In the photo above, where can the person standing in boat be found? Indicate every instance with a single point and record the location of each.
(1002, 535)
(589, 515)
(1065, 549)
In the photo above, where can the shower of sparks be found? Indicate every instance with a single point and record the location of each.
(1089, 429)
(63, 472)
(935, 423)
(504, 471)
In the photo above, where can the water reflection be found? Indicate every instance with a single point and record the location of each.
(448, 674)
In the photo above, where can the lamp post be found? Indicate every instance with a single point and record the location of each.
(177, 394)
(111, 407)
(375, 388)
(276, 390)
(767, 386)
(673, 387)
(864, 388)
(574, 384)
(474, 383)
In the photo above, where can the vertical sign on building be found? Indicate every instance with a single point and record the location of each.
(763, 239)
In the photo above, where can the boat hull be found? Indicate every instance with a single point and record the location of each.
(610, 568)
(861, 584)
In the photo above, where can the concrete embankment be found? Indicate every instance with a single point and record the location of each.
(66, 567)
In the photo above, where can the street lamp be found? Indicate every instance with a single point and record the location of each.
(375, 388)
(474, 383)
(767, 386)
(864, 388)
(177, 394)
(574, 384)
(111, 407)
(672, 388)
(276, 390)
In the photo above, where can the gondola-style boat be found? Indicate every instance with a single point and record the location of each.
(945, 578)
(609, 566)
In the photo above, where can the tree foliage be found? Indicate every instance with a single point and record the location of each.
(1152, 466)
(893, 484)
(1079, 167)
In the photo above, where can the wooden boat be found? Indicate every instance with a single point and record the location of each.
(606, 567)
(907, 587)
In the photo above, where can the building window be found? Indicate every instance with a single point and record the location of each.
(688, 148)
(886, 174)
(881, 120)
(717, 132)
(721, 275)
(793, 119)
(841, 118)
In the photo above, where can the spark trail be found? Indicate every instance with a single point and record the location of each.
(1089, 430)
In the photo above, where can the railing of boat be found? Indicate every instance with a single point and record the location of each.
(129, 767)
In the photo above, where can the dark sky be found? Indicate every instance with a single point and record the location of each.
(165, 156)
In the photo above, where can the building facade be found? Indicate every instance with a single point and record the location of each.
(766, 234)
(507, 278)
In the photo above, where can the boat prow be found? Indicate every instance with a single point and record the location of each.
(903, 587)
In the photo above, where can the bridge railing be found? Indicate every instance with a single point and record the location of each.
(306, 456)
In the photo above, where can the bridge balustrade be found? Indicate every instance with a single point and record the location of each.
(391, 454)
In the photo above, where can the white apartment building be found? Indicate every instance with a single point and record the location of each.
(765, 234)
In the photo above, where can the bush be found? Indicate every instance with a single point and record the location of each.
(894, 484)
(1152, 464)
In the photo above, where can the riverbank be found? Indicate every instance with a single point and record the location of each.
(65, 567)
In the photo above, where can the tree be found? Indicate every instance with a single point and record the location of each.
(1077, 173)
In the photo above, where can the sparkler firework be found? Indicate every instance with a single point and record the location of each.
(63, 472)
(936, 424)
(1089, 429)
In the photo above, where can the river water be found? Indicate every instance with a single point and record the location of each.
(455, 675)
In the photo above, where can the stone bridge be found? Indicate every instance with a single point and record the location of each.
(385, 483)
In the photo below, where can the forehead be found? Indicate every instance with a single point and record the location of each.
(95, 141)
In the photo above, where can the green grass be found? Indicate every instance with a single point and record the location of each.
=====
◆ SHORT EXERCISE:
From the "In the photo above, where can the river water" line to the close of the listing, restate each line word for word.

◆ EXERCISE SOLUTION:
In the photo above, where can the river water be found? Indicate every instance with a single point and record the location of each.
(455, 675)
In the photo above, where can the stone bridge be found? Indicate every instance with a single point and record the location of each.
(385, 483)
In the photo below, where can the forehead be found? Indicate every instance with a single point and record the location of each.
(95, 141)
In the photo above, where can the green grass be found? Indicate every instance with a single point and record the location of each.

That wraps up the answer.